RAW RECORDS:
--- start ---
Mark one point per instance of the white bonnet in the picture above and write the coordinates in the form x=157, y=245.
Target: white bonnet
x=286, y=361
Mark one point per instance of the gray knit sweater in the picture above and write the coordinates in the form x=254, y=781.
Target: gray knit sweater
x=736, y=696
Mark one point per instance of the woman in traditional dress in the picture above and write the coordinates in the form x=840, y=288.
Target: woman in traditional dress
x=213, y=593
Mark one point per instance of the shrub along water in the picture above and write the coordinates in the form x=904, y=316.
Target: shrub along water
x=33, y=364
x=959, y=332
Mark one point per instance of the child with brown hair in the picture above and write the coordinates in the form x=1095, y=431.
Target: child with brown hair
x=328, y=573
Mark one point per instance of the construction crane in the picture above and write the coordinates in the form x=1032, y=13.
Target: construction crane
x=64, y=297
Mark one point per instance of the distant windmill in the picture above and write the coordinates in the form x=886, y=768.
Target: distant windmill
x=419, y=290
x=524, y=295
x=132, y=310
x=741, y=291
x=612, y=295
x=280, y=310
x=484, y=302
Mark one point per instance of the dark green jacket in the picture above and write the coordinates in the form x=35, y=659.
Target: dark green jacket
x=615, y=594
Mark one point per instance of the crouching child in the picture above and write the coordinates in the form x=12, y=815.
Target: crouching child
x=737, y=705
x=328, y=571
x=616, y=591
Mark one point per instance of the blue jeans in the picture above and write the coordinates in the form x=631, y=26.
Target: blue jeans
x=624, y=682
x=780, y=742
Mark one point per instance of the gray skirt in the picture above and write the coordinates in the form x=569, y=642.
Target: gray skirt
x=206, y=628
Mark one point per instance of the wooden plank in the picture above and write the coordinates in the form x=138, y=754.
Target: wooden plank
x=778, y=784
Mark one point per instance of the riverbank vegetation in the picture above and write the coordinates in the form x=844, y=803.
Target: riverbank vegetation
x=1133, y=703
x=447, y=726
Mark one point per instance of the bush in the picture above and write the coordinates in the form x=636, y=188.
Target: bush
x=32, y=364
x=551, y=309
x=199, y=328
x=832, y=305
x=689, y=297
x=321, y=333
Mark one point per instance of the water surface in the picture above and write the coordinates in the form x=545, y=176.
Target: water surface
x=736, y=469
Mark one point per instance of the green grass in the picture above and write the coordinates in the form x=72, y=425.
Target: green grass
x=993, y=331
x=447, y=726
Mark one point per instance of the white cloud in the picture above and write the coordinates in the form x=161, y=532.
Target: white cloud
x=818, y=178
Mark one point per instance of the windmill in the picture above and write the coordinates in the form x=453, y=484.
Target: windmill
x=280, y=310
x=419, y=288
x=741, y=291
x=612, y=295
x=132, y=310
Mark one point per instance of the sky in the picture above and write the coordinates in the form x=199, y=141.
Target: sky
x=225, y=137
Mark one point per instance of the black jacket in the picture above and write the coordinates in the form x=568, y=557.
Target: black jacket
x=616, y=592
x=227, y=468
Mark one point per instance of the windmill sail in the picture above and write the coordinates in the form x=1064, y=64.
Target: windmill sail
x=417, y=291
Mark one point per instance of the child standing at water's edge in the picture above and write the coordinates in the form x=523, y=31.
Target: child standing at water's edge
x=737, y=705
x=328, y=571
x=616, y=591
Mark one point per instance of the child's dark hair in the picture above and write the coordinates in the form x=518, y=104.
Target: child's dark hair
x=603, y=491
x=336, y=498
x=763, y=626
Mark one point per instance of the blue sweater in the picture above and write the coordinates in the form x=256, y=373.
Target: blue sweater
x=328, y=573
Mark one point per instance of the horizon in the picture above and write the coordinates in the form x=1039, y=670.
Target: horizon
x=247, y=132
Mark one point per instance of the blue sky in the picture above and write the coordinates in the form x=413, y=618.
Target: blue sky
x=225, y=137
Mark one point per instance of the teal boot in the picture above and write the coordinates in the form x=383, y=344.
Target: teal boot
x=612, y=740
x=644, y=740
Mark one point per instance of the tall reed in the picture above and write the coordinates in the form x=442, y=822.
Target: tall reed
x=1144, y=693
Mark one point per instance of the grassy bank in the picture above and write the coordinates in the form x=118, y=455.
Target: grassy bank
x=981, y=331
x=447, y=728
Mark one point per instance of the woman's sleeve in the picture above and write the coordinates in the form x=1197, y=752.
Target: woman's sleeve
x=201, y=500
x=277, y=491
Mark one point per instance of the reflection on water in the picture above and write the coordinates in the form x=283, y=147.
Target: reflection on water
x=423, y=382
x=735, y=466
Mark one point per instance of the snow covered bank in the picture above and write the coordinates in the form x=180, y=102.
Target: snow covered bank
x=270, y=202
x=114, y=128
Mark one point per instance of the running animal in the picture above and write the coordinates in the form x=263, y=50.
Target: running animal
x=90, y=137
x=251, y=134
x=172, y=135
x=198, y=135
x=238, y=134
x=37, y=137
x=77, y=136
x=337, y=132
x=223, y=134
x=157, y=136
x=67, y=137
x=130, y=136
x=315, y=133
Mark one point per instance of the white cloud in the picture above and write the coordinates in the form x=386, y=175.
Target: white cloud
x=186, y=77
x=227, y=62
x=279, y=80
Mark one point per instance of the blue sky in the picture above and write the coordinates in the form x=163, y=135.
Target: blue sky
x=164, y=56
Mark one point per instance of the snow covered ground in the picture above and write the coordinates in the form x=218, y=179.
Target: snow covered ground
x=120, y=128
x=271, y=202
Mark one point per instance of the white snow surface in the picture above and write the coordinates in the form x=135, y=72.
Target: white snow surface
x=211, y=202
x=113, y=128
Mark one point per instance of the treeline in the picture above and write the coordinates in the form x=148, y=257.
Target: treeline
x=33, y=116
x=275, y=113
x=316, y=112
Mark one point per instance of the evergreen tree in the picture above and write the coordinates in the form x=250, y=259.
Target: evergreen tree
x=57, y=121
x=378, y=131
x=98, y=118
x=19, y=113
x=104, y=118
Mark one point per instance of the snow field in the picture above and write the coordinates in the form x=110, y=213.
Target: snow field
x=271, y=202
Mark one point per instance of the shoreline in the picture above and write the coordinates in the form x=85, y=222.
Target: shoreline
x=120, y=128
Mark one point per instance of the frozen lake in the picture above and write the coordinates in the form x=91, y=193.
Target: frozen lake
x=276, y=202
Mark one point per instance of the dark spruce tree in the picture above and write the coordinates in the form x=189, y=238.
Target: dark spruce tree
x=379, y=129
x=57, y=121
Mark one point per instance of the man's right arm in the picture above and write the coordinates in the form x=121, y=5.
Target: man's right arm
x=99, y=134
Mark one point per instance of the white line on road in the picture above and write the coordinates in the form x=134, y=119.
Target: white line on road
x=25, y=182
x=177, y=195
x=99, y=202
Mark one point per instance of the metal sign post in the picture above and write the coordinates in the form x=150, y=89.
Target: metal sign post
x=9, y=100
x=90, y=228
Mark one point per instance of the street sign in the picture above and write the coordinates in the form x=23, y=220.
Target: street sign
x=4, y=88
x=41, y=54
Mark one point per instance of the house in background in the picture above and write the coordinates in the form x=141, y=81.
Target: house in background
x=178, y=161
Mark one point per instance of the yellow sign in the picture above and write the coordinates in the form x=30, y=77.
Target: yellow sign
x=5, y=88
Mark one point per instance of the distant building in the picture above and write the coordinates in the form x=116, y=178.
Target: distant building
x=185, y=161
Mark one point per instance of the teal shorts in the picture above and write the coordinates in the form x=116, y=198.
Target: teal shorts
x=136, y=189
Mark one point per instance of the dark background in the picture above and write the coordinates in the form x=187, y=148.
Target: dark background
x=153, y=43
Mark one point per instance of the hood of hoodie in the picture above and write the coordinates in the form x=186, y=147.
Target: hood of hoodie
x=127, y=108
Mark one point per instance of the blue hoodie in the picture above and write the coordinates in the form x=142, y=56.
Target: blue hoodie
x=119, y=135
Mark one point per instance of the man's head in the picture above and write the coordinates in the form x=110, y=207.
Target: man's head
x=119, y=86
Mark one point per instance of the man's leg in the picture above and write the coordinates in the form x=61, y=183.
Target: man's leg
--- end ---
--- start ---
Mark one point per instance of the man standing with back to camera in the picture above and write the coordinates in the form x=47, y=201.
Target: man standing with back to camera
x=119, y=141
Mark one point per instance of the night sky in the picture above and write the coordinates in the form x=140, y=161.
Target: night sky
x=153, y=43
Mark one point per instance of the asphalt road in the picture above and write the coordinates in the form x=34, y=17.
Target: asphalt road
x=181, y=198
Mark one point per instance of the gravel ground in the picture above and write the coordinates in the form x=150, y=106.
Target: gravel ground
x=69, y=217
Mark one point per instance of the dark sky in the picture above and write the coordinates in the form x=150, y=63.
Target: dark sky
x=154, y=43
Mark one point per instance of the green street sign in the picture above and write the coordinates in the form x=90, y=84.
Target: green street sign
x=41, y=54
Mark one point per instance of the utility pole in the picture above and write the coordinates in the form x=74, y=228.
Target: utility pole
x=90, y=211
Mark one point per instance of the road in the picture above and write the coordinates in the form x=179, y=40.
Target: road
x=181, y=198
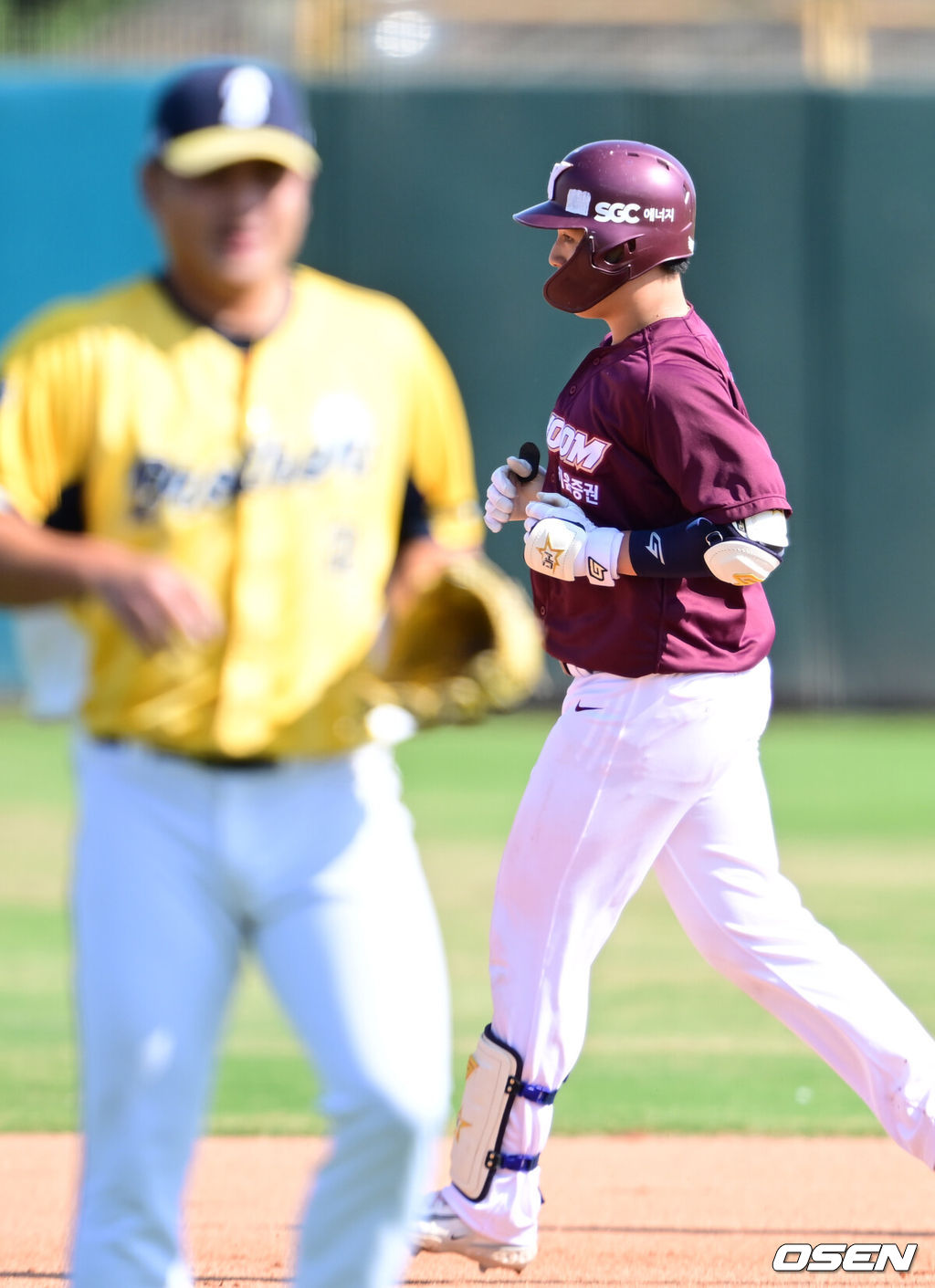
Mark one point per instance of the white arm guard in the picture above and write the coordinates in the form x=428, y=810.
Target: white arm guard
--- end ---
EXERCISE OBJECTIVE: Lay out the material as a Markdown table with the columns Row and Line, starting at the line that has "Mark one point per instance of the white arm" and stopping after the line that has "Target: white arm guard". Number each row and leave out blank lines.

WRITTEN RESPONSE:
| Row | Line |
|---|---|
| 1 | Mark one point per instance of the white arm guard in the picture above and write the coordinates in the form x=428, y=810. |
| 2 | Target: white arm guard |